• **What you have to do**
Please count the lines in the items below that contain the word "white". Reply with that number alone.

[Object position labeling entries]

::::

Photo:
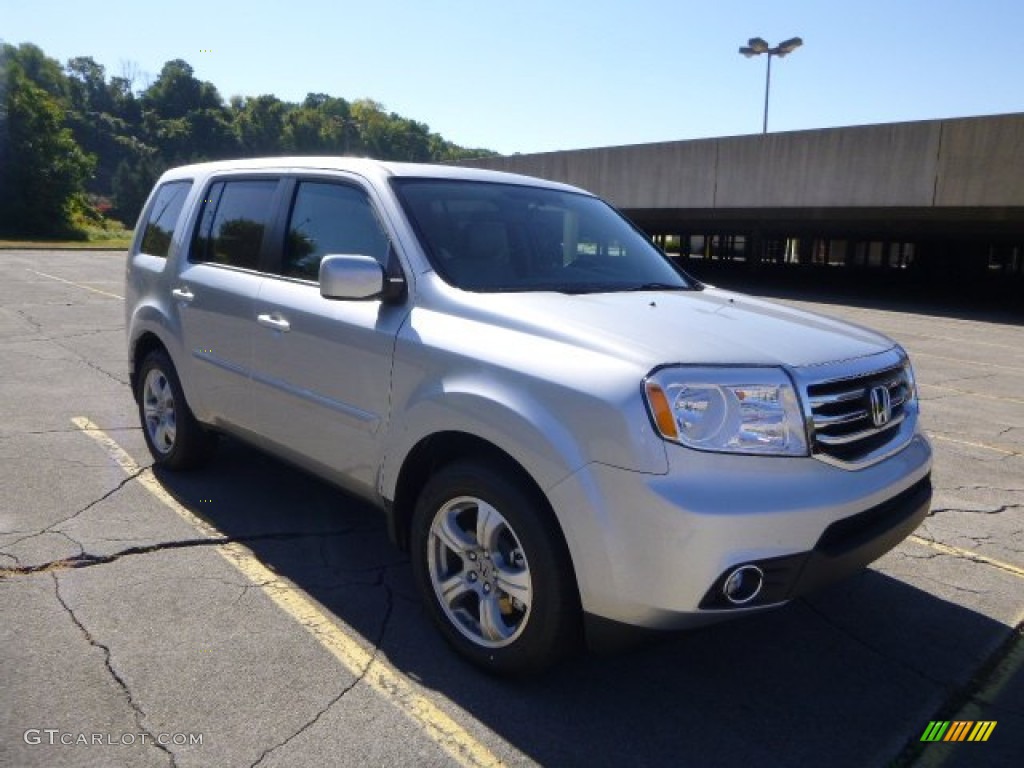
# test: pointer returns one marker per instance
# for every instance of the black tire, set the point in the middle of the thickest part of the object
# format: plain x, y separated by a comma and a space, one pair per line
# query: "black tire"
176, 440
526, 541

::::

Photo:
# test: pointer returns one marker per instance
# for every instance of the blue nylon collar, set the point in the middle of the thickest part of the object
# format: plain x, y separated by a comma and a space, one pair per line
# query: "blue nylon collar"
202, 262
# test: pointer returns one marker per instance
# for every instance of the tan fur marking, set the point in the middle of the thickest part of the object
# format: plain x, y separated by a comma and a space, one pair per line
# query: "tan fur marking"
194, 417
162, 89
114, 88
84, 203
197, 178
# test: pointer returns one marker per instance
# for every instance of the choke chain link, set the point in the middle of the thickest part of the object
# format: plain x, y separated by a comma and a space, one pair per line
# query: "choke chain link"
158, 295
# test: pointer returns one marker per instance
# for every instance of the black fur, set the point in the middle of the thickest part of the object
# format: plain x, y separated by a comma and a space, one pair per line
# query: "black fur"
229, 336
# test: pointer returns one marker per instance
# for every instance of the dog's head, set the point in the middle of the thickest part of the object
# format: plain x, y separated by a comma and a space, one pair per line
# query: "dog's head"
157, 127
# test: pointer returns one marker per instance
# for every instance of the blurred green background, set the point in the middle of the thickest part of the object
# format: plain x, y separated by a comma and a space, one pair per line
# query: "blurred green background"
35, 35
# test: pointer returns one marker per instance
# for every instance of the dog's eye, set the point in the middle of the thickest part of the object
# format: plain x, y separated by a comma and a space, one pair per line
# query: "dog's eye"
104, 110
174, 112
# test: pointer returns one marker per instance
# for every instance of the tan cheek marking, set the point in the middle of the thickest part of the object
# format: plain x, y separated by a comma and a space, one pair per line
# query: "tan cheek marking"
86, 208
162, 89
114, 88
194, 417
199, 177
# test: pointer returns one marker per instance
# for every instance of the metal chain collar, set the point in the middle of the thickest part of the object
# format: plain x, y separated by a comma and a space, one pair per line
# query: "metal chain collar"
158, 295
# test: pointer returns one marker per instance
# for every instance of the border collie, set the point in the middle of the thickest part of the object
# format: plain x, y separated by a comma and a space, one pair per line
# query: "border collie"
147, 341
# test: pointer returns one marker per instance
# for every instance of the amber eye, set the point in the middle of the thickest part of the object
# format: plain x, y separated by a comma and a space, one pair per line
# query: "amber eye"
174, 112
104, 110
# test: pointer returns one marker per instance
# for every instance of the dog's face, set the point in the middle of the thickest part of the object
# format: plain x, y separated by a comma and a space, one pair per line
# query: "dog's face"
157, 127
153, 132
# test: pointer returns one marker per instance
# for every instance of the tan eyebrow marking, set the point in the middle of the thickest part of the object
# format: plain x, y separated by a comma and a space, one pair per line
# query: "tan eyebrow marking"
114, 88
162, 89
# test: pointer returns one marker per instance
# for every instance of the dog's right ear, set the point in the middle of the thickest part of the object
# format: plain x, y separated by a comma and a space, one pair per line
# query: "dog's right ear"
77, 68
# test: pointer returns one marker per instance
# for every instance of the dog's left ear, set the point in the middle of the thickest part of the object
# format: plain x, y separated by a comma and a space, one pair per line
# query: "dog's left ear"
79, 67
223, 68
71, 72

::::

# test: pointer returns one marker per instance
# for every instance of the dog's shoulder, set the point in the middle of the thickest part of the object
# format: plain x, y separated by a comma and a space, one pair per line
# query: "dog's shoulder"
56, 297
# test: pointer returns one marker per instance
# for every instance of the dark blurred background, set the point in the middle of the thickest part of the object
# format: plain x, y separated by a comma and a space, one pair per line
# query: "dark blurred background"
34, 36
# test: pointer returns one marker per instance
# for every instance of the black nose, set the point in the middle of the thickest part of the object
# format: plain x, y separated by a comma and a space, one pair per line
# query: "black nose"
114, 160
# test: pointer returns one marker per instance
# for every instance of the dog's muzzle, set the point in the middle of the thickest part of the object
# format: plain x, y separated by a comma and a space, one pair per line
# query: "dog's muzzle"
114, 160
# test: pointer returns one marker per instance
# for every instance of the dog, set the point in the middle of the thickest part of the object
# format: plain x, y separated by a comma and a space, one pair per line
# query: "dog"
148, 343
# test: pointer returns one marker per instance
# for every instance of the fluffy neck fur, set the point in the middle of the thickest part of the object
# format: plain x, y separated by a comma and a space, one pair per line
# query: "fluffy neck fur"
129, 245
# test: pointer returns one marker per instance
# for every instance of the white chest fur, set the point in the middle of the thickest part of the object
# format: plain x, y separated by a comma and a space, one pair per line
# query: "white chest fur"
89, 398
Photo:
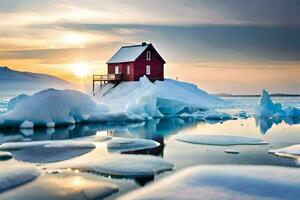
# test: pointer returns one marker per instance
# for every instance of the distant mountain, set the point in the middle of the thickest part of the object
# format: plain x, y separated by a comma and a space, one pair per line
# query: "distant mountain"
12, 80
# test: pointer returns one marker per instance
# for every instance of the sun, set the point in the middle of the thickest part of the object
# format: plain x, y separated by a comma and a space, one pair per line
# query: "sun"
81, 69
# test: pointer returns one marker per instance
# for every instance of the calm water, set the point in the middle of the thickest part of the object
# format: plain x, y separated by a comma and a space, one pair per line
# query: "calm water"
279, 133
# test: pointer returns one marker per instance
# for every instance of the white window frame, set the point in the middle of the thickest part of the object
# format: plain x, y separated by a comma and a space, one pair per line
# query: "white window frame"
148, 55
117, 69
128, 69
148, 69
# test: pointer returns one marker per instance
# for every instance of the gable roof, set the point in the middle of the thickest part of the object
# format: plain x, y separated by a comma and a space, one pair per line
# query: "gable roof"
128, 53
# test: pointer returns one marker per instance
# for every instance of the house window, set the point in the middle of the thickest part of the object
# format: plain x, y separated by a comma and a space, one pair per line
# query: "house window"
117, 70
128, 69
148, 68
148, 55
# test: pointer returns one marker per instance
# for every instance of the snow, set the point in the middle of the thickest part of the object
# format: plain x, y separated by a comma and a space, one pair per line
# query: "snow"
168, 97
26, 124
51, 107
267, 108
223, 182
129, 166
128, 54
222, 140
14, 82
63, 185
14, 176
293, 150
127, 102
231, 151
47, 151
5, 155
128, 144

::::

• **Answer below**
4